PROVIDED TEXT:
══════════════════════════════
Since the adeles $\mathbb{A}$ (with addition) are a locally compact Hausdorff topological group there exists a Haar measure $\mu$. Now people claim that it can be normalized such that for every function of the form $f = \prod_p f_p$ such that $f_p = \mathbb{1}_{Z_p}$ for almost all $p$ and $f_p$ integrable for all the rest, one has
$\int_{\mathbb{A}} f = \prod_p \int_{Q_p} f_p(x_p) dx_p$
where $dx_p$ is the additive Haar measure on $Q_p$, normalized such that the measure of $Z_p$ is one (the lebesgue measure up to some factor for $p=\infty$ respectively).
My question is: why is this the case?
In one of the books i tried to find the answer in, the author proceeds as follows: he defines simple sets to be sets of the form $M = \prod_p M_p$ where $M_p = Z_p$ for almost all $p$ and $M_p = U_p$ is open in $Q_p$ for all the rest. Then he defines another measure $\nu(M) := \prod_p \mu_p(M_p)$ where $\mu_p$ is the additive Haar measure on $Q_p$. Since simple sets are stable under finite intersections, one can continue this to a measure on the whole Borel-$\sigma$-algebra. The question here is: why is it a Radon measure, i.e. one has to show that $\nu(K) < \infty$ for compact $K$ and that it is outer regular for all borel sets and inner regular for open sets and sets of finite measure. How to do that?
I guess that there is a better way to achieve this by starting with the abstract nice measure $\mu$ and then show that the relation above holds up to a factor. Does somebody know where to find that or can somebody point out a basic reference for the construction of the Haar-measure on the adeles?
Thanks,
Fabian Werner
══════════════════════════════
INSTRUCTIONS:
(1) Repeat the passage of the Haar measure post from "My question is: why" up to and including "to do that?".
(2) Extract each line of the records that contains the string "blurred", treating uppercase and lowercase as different.
══════════════════════════════
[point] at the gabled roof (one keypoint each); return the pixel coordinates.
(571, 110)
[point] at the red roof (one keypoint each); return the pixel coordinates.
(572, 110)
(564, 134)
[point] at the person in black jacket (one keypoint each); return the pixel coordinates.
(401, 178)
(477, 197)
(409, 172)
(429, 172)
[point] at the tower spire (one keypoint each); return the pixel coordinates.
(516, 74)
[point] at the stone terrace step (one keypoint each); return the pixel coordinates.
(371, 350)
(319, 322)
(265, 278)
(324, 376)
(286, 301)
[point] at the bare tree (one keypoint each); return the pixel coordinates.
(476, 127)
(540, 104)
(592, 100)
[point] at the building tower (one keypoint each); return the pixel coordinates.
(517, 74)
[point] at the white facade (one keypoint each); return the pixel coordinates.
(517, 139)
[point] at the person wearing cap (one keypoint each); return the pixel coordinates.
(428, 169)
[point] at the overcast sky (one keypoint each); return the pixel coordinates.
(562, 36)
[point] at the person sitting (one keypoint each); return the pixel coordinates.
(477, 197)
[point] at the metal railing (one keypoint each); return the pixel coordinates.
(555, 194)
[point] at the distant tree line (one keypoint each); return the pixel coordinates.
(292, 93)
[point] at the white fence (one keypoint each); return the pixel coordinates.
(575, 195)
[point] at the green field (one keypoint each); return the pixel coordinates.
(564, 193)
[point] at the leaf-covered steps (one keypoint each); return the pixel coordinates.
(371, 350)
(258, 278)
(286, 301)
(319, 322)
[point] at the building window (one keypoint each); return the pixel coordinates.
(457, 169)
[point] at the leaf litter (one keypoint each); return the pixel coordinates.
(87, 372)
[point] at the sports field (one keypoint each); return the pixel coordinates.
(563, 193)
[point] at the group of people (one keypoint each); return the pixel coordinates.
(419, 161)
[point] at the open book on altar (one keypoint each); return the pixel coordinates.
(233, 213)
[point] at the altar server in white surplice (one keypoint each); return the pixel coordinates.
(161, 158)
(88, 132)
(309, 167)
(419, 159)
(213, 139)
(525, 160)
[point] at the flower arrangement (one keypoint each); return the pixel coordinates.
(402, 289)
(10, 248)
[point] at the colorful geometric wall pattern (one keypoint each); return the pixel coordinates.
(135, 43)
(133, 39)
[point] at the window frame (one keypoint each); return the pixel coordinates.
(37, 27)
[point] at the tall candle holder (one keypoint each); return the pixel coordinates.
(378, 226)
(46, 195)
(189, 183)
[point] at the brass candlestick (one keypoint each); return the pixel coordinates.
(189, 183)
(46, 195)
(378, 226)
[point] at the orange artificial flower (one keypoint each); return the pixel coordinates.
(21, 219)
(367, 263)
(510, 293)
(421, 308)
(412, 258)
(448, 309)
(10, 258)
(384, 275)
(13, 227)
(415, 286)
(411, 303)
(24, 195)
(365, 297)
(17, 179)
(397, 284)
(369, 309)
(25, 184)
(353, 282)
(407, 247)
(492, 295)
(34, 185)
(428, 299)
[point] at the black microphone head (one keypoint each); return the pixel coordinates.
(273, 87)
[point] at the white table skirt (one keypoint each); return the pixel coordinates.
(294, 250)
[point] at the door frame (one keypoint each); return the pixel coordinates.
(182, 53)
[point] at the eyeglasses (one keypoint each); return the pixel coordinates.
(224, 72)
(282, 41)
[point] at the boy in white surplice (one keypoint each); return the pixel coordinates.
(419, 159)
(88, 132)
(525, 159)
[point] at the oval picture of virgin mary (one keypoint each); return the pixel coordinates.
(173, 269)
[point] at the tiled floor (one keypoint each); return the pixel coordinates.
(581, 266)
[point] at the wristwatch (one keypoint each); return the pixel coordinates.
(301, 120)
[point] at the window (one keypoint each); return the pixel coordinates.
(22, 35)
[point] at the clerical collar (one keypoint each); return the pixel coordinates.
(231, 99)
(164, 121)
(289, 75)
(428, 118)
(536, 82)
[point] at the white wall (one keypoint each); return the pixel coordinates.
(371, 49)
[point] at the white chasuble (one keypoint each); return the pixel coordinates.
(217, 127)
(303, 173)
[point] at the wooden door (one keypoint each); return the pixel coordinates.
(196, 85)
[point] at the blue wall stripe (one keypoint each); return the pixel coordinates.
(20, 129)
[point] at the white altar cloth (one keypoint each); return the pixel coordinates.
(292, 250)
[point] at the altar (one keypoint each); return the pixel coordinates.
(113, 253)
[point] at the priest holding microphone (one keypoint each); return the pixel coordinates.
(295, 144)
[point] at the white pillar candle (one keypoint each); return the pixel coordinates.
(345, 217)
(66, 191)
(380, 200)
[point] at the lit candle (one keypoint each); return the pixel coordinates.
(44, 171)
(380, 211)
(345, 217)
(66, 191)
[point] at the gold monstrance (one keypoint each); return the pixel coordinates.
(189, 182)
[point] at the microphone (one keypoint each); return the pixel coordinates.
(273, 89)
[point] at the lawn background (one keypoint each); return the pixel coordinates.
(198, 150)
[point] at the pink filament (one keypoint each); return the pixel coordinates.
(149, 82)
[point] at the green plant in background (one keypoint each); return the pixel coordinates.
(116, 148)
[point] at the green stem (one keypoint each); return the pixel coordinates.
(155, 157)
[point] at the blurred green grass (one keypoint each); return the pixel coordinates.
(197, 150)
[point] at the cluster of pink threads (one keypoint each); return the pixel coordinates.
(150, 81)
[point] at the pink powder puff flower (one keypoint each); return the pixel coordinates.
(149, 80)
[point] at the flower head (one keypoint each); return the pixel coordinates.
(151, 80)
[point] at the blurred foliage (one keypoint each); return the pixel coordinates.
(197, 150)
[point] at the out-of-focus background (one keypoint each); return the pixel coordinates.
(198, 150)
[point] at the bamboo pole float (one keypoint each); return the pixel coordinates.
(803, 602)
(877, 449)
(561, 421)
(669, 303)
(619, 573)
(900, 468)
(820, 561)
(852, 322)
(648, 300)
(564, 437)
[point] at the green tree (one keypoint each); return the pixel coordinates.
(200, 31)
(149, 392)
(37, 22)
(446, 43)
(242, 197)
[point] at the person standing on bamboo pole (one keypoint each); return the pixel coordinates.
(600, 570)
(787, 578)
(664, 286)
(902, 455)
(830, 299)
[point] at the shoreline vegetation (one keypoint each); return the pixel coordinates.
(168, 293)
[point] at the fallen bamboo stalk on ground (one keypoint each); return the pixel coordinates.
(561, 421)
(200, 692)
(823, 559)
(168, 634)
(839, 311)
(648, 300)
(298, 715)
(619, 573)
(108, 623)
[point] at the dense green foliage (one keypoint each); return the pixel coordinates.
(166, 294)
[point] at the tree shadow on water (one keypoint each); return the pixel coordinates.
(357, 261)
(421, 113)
══════════════════════════════
CORRECT ANSWERS:
(1)
My question is: why is this the case?
In one of the books i tried to find the answer in, the author proceeds as follows: he defines simple sets to be sets of the form $M = \prod_p M_p$ where $M_p = Z_p$ for almost all $p$ and $M_p = U_p$ is open in $Q_p$ for all the rest. Then he defines another measure $\nu(M) := \prod_p \mu_p(M_p)$ where $\mu_p$ is the additive Haar measure on $Q_p$. Since simple sets are stable under finite intersections, one can continue this to a measure on the whole Borel-$\sigma$-algebra. The question here is: why is it a Radon measure, i.e. one has to show that $\nu(K) < \infty$ for compact $K$ and that it is outer regular for all borel sets and inner regular for open sets and sets of finite measure. How to do that?

(2)
[point] at the blurred green grass (one keypoint each); return the pixel coordinates.
[point] at the blurred foliage (one keypoint each); return the pixel coordinates.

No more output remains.